Here are some records; quote them exactly, leaving out the pictures.

Dataset rows on where objects appear
[Start]

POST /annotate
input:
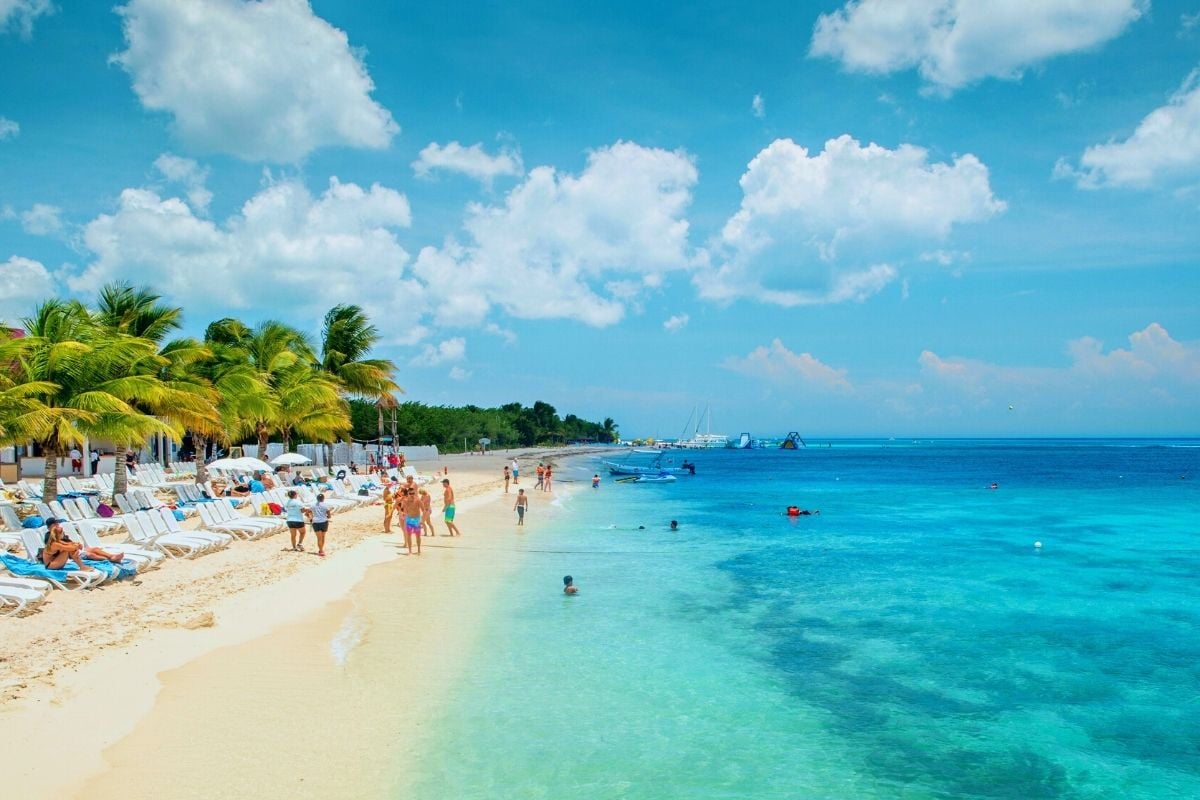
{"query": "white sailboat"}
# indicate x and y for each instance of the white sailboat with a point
(706, 440)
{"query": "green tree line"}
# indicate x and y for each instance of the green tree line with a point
(449, 427)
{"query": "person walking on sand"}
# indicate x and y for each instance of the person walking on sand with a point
(448, 511)
(521, 506)
(319, 516)
(411, 507)
(426, 513)
(295, 515)
(389, 503)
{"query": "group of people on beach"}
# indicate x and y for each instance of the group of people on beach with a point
(413, 507)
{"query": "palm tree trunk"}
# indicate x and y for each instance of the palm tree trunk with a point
(121, 473)
(51, 474)
(202, 453)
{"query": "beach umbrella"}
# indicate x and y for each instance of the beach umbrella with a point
(291, 458)
(253, 464)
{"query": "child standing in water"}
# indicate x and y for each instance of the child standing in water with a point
(521, 505)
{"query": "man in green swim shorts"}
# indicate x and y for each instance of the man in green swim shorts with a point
(448, 501)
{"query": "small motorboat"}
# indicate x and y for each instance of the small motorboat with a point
(647, 479)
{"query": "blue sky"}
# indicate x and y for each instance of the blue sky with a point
(873, 218)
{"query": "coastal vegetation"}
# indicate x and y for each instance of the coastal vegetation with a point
(511, 425)
(118, 372)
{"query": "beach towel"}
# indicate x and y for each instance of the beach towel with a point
(27, 569)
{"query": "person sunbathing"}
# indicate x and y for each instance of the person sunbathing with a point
(59, 549)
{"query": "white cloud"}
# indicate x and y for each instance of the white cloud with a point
(23, 284)
(957, 42)
(1165, 146)
(503, 332)
(286, 253)
(469, 161)
(19, 14)
(568, 246)
(1153, 364)
(778, 364)
(454, 349)
(675, 324)
(189, 174)
(265, 80)
(41, 220)
(801, 214)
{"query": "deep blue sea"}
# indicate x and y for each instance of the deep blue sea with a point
(909, 642)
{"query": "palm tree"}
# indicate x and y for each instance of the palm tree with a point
(239, 396)
(185, 401)
(299, 397)
(78, 382)
(346, 342)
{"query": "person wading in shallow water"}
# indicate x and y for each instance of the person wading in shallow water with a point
(448, 501)
(521, 505)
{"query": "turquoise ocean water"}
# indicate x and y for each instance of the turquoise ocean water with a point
(909, 642)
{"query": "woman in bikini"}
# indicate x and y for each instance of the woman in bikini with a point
(389, 504)
(59, 549)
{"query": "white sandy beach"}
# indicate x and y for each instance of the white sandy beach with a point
(223, 673)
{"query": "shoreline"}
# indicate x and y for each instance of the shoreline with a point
(121, 683)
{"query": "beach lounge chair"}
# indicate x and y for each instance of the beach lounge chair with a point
(31, 567)
(214, 518)
(144, 535)
(144, 558)
(163, 519)
(15, 600)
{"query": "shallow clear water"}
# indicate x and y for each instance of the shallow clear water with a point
(909, 642)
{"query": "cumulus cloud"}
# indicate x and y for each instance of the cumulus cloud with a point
(265, 80)
(189, 174)
(957, 42)
(503, 332)
(42, 220)
(780, 365)
(565, 246)
(1165, 146)
(19, 14)
(809, 223)
(23, 284)
(1152, 364)
(469, 161)
(286, 253)
(442, 353)
(677, 323)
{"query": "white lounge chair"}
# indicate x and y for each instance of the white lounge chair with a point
(145, 559)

[End]

» **Reply to the exercise**:
POST /annotate
input:
{"query": "white sailboat"}
# indicate x and y for each instance of the white sailboat with a point
(706, 440)
{"query": "green tree line"}
# indicate x and y for each instance of the green tree line with a point
(449, 427)
{"query": "person walking on sand"}
# indicate x and y for each instance of the person walking on sand with a point
(448, 511)
(521, 506)
(319, 516)
(411, 507)
(426, 513)
(295, 515)
(389, 503)
{"query": "group of people on beach"}
# indicate x and y for each instance of the group of people on beach with a point
(413, 507)
{"query": "palm tree trunk"}
# indicate x and y for each instance of the palm tree trunk with a point
(121, 473)
(51, 474)
(202, 453)
{"query": "beach umbrella"}
# indicate x and y for each instance of the beach umbrella with a point
(291, 458)
(253, 464)
{"query": "child standing in water"}
# indicate x and y for each instance of the child standing in water with a point
(521, 505)
{"query": "man in green swim shorts"}
# indicate x and y for each instance of the man in green swim shorts with a point
(448, 501)
{"query": "small motorboat"}
# indicate x and y for each instance of the small motorboat with a point
(647, 479)
{"query": "blue sky"}
# indicate x and y for each instance of the blue sky with a point
(873, 218)
{"query": "coastal vegetation"}
# indicate x and y for each instance of the coastal vegetation with a point
(511, 425)
(118, 372)
{"query": "beach towel"}
# indicate x and y for each instance of the beach towel with a point
(27, 569)
{"query": "person sunbathing"}
# indicate x and y for each instance of the person sunbathing with a point
(59, 549)
{"query": "white cloud"}
# indicate x and y for each instance of the white cloud with a point
(23, 284)
(957, 42)
(1165, 146)
(503, 332)
(286, 253)
(469, 161)
(19, 14)
(568, 246)
(1153, 364)
(778, 364)
(454, 349)
(675, 324)
(189, 174)
(265, 80)
(41, 220)
(801, 214)
{"query": "deep blue sea"}
# indicate x and y for each instance of the deep blue sea with a point
(909, 642)
{"query": "palm tree"}
# indicate x and y for each instance of the palm tree with a point
(239, 396)
(185, 401)
(299, 397)
(78, 382)
(346, 342)
{"query": "person wading in shallow water"}
# indicate x and y for each instance of the person wading in shallow water with a point
(448, 501)
(521, 505)
{"query": "turquoise ocean water"}
# indicate x and y for each instance of the turquoise ocean water with a point
(909, 642)
{"query": "woman in bikini"}
# indicate x and y for each instance of the woman in bikini with a point
(389, 504)
(59, 549)
{"query": "white sandy beach"}
# indicate x and y for each instance of the white sandy beach with a point
(223, 673)
{"query": "shoreline"}
# indicate x and y for each instance of the shoreline with a point
(121, 683)
{"query": "beach lounge chair"}
# indicate x and y for each instance of the beach lounge chair with a point
(31, 567)
(214, 518)
(144, 535)
(144, 558)
(163, 519)
(15, 600)
{"query": "shallow clear water"}
# indicate x and y for each instance of the shallow clear water with a point
(909, 642)
{"query": "cumulus cloud"}
# indicate x and y for each instance of the cumulus cloud with a point
(265, 80)
(189, 174)
(957, 42)
(503, 332)
(42, 220)
(780, 365)
(565, 246)
(1165, 146)
(19, 14)
(809, 223)
(23, 284)
(1152, 364)
(469, 161)
(286, 253)
(442, 353)
(677, 323)
{"query": "white lounge chair"}
# indicate x and y for each instance of the white lounge chair with a point
(145, 559)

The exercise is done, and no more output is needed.